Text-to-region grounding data
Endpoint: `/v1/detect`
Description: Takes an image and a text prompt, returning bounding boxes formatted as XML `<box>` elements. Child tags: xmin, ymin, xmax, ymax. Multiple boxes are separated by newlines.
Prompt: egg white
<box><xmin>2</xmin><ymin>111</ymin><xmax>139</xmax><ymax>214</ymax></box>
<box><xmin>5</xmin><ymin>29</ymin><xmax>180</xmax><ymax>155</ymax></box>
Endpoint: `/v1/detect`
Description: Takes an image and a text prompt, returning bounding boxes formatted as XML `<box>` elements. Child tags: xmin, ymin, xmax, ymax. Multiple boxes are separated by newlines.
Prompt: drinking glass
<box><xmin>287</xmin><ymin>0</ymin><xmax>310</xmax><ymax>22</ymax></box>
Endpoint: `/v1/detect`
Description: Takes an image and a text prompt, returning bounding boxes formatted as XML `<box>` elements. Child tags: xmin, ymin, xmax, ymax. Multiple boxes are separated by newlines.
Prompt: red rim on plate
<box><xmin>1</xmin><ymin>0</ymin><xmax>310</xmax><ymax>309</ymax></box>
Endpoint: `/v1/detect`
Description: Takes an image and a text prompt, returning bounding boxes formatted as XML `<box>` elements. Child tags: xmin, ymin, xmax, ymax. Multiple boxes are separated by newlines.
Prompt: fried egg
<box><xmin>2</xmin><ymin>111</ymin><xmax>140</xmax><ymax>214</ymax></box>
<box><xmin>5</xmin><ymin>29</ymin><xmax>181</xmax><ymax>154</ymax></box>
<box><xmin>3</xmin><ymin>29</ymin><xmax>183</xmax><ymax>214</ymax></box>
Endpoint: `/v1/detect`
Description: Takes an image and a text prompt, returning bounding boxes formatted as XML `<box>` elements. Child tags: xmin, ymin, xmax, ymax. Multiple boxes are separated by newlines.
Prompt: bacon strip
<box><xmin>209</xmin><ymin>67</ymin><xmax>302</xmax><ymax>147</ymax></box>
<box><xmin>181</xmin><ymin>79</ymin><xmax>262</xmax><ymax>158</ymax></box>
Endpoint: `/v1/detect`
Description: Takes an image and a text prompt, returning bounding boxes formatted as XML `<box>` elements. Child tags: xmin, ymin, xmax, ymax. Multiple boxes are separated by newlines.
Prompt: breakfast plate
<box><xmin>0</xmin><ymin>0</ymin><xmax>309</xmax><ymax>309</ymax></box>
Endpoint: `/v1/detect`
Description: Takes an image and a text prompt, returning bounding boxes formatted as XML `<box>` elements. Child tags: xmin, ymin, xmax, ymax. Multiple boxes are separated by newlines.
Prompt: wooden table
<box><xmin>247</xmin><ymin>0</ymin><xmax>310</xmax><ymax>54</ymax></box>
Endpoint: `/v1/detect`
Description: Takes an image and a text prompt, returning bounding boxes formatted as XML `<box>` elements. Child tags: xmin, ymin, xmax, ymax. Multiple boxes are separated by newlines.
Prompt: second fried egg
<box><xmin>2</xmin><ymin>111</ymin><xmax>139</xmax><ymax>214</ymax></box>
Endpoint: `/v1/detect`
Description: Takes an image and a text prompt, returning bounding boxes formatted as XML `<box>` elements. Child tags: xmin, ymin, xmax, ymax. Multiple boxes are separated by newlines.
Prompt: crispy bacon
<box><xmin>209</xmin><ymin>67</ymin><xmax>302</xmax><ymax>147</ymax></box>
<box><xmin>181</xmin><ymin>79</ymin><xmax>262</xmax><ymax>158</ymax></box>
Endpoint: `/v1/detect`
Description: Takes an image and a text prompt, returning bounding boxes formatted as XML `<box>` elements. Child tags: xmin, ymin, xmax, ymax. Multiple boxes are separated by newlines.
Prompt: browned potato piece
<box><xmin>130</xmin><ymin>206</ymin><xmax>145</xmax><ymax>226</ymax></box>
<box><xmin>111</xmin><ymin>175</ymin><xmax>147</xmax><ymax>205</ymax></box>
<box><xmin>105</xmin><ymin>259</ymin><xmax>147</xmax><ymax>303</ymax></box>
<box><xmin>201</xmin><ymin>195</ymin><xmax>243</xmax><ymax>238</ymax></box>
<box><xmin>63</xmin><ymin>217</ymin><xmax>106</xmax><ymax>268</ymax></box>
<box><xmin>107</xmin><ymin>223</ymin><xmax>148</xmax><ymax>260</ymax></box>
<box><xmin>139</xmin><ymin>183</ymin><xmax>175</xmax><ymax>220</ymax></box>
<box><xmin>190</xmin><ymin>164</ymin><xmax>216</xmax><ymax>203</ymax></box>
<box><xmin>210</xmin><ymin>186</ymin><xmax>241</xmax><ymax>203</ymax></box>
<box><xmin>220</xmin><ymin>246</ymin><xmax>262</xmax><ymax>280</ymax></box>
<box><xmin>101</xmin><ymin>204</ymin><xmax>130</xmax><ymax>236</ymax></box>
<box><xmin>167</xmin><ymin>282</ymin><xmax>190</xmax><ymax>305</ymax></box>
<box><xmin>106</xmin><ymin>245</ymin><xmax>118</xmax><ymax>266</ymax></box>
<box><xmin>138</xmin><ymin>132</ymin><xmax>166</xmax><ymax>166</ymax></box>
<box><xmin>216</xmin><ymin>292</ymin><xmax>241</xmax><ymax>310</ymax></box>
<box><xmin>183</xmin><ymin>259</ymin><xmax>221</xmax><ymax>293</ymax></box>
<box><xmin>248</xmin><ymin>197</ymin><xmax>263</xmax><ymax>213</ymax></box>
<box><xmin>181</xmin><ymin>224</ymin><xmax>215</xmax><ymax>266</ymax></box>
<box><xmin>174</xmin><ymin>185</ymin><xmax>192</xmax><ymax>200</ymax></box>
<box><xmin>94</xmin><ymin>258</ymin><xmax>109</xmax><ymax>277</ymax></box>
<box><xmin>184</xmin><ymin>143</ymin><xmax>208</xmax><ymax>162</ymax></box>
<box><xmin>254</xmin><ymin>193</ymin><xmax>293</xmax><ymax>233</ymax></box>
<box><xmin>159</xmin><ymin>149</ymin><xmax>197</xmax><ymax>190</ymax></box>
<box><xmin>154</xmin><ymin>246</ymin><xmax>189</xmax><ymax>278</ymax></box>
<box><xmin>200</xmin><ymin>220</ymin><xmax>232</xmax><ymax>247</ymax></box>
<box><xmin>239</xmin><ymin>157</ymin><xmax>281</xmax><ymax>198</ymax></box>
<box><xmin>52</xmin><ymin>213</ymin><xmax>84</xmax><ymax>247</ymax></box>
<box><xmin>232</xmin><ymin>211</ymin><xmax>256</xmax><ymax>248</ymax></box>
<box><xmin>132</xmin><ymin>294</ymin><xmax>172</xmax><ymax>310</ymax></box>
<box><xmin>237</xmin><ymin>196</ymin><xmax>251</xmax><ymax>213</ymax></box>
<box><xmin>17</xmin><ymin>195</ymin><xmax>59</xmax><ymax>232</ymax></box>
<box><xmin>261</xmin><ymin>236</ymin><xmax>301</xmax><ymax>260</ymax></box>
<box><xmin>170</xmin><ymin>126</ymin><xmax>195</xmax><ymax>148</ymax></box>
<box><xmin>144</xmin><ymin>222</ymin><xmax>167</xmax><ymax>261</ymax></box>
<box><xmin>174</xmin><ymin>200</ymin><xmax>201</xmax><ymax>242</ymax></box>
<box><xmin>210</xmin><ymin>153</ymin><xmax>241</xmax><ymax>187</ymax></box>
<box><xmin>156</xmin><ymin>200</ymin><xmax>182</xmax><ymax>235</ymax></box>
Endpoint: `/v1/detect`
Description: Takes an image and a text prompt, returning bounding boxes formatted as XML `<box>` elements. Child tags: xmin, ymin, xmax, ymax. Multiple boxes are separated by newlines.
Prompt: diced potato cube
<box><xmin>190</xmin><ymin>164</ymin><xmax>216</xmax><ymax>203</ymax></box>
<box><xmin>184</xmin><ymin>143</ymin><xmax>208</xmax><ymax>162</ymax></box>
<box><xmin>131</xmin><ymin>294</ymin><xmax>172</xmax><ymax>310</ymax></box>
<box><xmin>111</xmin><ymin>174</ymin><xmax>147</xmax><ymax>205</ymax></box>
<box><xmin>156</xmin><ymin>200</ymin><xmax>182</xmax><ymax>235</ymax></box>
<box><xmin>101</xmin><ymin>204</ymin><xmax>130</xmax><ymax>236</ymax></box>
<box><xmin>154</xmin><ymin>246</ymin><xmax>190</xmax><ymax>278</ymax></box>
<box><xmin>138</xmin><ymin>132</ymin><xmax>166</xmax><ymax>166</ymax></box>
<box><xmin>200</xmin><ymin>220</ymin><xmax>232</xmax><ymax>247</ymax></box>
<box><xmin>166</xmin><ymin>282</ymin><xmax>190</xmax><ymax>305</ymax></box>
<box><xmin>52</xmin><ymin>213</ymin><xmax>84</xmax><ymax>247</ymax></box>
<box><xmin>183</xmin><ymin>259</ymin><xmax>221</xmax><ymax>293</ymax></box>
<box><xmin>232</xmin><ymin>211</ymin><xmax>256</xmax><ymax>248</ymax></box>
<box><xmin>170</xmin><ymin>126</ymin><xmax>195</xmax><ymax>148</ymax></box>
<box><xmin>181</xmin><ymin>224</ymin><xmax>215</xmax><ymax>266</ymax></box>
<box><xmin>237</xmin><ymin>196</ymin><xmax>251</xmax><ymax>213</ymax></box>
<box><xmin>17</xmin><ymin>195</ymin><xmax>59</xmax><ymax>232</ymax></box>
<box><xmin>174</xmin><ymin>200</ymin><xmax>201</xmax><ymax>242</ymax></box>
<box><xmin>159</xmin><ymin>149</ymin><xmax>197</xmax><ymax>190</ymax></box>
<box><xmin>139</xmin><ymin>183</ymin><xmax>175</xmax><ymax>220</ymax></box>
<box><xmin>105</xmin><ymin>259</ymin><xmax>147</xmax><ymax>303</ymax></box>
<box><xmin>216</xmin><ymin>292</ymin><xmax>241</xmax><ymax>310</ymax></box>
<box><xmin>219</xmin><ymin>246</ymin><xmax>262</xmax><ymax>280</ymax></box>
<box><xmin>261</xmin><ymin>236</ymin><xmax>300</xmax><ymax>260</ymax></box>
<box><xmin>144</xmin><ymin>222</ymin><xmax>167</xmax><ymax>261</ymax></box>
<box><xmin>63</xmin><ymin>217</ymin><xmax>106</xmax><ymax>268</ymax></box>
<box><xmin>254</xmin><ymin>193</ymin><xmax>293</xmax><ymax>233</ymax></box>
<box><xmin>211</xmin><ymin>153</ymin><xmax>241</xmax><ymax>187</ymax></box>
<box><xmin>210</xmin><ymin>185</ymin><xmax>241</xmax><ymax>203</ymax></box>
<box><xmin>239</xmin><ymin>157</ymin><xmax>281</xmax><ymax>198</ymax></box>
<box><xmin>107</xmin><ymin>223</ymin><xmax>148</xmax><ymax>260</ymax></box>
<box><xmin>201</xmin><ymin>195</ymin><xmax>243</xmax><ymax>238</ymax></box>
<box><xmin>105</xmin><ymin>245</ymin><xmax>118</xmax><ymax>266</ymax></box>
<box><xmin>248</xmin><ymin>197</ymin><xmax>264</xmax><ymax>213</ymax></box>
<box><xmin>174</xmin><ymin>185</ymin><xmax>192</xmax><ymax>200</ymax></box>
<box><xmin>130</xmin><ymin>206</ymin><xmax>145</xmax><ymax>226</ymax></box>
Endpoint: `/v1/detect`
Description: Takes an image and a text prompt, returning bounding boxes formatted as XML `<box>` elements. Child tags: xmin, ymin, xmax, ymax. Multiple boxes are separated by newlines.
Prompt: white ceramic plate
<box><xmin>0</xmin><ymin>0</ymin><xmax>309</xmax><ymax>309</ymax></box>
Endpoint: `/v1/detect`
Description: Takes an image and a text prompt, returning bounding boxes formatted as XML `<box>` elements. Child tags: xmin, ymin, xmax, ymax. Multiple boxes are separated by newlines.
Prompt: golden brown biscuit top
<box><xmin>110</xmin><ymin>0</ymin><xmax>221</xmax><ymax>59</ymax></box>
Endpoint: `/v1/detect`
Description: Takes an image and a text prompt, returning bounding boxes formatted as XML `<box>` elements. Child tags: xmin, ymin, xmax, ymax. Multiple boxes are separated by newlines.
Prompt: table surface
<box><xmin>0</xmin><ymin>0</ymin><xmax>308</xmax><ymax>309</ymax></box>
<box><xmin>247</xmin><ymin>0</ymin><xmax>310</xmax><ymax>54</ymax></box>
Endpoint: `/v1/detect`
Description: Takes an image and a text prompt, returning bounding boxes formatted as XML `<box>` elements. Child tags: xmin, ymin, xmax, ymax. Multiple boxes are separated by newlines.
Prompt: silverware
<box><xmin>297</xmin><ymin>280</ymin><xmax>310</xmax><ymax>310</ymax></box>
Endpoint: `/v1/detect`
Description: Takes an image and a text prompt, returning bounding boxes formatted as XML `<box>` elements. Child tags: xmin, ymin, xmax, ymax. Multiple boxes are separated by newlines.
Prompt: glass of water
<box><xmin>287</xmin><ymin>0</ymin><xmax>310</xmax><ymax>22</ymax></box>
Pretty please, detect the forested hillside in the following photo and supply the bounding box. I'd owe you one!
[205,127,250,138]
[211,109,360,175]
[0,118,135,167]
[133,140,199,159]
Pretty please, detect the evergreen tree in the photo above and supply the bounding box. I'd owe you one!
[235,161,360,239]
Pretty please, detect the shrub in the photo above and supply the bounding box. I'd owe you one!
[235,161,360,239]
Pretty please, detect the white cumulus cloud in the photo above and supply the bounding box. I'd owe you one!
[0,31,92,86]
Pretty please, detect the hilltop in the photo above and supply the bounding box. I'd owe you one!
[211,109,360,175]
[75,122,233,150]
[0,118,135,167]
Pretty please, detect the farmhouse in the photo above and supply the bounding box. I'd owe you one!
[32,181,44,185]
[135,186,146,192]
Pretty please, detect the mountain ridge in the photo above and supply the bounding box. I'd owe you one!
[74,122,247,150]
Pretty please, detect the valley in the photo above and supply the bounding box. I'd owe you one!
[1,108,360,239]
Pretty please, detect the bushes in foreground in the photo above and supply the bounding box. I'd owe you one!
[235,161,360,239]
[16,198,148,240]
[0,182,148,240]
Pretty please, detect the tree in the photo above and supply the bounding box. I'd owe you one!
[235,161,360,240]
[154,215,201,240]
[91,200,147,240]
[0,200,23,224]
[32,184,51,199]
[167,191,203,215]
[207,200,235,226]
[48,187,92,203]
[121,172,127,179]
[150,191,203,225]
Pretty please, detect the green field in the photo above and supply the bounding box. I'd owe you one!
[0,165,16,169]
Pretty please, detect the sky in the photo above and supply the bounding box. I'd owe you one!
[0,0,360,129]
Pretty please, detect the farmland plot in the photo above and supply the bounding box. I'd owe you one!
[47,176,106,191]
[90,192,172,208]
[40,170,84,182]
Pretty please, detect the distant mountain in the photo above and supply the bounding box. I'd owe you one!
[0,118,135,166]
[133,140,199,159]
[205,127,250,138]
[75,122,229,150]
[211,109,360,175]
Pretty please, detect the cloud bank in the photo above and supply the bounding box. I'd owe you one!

#### [PROBLEM TO WORK ON]
Once the line with "Pretty please, detect the valley" is found, transcribe it and each line after it through the final line of the entries, exactly and only.

#### [FINAL ANSWER]
Pretty please, detect the valley in the photo above and supply the bounding box. I'd owe you one!
[1,108,360,239]
Pretty please, detect the bushes in foreground in the photo above and supply the bounding box. I'd owe you one!
[235,161,360,239]
[16,198,148,240]
[0,182,148,240]
Pretty please, detect the tree in the photo above and supply the bounding box. I'd owe you one!
[235,161,360,240]
[154,215,201,240]
[91,200,147,240]
[0,200,23,224]
[32,184,51,199]
[167,191,203,215]
[207,200,235,226]
[48,187,92,203]
[121,172,127,179]
[150,191,203,225]
Pretty please, detect the green field in the photo above and supply the bounding box. I'd owe you one!
[0,165,16,169]
Pretty please, detect the sky in the photo above and supply the bounding box. I'd owe you one!
[0,0,360,129]
Pretty please, detect the farmland plot in the photo above and supply the bounding box. I'd owe you one!
[47,176,106,191]
[90,192,172,208]
[40,170,84,182]
Pretty please, detect the distant mountain in the photo above and supply the bounding box. I'd owe you one!
[0,118,135,166]
[133,140,199,159]
[205,127,250,138]
[75,122,229,150]
[211,109,360,175]
Pretty please, detect the cloud bank in the photo above and supply the bounding box. I'd owe you one!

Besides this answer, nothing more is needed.